_GIVEN TASK:_ Reproduce the items below verbatim, beginning with the first line and stopping after the line that contains "(1079, 788)".

____

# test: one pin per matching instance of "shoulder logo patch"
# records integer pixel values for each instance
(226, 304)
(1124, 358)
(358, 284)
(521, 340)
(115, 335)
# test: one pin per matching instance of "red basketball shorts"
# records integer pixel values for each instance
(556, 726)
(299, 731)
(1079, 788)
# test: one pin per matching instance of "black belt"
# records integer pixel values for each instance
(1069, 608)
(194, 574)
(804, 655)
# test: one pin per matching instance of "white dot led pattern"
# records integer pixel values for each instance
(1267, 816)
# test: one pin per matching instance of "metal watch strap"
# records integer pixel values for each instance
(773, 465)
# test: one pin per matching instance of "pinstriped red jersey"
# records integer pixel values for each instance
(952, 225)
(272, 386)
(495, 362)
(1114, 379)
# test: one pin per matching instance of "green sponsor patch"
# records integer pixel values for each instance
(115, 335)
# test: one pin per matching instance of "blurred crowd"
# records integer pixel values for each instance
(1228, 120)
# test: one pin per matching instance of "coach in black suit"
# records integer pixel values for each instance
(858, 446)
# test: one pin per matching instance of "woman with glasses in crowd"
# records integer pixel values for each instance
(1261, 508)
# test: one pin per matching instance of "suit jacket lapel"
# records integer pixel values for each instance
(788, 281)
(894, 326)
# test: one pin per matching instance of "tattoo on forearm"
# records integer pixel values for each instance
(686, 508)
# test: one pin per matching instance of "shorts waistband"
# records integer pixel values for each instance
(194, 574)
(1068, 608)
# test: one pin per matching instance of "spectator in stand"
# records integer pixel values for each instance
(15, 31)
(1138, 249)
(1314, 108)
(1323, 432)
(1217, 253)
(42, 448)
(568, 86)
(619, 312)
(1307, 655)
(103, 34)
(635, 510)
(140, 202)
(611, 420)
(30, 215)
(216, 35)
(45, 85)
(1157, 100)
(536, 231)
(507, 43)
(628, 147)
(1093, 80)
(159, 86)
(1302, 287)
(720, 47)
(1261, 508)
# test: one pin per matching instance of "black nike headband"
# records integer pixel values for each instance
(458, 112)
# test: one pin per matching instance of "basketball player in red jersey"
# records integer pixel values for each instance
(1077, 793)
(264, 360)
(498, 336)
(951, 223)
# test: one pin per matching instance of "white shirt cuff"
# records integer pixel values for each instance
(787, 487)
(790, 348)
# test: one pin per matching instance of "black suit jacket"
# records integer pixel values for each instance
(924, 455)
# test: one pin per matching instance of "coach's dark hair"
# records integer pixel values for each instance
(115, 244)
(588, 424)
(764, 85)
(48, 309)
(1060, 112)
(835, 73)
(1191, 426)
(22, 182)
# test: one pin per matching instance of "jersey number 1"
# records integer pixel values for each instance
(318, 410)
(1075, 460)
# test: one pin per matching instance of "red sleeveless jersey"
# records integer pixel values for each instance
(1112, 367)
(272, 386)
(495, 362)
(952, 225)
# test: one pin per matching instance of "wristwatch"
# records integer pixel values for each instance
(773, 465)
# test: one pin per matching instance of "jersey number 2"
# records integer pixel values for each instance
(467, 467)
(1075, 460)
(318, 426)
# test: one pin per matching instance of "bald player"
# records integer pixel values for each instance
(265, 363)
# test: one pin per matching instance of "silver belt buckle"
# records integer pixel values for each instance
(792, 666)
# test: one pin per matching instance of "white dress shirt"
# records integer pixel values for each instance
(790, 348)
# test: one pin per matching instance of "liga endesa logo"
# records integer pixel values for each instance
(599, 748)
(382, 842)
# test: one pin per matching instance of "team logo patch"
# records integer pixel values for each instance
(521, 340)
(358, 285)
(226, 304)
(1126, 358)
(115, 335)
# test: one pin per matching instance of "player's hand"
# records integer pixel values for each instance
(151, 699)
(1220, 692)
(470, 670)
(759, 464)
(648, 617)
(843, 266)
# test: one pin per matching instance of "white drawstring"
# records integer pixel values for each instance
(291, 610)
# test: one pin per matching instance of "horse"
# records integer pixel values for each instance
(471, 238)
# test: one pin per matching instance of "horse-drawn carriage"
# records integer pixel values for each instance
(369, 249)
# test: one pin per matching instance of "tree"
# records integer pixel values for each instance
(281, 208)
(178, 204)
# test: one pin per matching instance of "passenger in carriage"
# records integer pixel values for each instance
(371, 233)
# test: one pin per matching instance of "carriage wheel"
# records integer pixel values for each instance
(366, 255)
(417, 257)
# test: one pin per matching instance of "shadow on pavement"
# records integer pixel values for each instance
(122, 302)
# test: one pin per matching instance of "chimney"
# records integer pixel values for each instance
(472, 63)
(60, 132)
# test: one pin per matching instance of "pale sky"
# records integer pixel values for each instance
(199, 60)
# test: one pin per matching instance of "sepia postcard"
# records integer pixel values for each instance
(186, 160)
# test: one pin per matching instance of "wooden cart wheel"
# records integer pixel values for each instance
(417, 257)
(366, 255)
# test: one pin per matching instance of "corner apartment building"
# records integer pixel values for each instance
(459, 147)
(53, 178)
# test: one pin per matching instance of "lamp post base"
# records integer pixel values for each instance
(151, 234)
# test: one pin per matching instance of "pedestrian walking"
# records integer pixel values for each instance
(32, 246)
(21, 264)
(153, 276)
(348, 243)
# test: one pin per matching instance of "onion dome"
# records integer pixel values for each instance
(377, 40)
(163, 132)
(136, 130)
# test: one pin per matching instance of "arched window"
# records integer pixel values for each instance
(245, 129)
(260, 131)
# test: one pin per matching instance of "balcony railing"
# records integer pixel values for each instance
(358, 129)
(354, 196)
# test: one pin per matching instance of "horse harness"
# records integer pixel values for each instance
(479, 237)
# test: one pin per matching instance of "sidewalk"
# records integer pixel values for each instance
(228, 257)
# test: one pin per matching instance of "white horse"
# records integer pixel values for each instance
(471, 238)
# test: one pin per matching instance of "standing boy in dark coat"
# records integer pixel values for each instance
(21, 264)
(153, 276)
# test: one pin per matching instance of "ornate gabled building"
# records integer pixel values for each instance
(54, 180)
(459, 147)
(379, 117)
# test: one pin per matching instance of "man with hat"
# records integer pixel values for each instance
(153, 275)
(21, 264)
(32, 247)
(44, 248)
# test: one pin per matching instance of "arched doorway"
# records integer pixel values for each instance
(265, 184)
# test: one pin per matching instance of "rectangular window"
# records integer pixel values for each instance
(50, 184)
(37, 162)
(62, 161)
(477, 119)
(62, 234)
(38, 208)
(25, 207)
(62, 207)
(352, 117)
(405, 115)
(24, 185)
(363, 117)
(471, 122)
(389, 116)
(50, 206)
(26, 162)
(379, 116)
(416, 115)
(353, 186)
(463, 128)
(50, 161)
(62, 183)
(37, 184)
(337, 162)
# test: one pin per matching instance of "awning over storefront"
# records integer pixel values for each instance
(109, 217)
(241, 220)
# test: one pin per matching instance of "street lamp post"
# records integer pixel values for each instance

____

_FULL RESPONSE:_
# test: one pin per matching instance of "shoulder logo patch"
# records integer pixel values for each instance
(226, 304)
(1124, 358)
(358, 284)
(521, 340)
(115, 335)
# test: one pin per matching instance of "red basketball shorts"
# records integer pixel values for each instance
(556, 726)
(299, 731)
(1079, 788)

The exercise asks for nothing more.